(Records)
————————
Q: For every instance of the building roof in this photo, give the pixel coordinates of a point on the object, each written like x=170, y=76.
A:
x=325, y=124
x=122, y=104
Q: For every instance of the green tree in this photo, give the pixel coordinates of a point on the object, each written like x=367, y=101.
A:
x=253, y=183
————————
- AIM OF THE EXERCISE: Copy out every line of the records above, word for word, with nothing changed.

- EXERCISE RESULT:
Q: For every instance of the building roof in this photo, give the pixel coordinates of a point on the object, each written like x=170, y=76.
A:
x=325, y=124
x=122, y=104
Q: For every instance of the green tree in this photo, give the pixel coordinates of a point on the object, each written like x=367, y=101.
A:
x=253, y=183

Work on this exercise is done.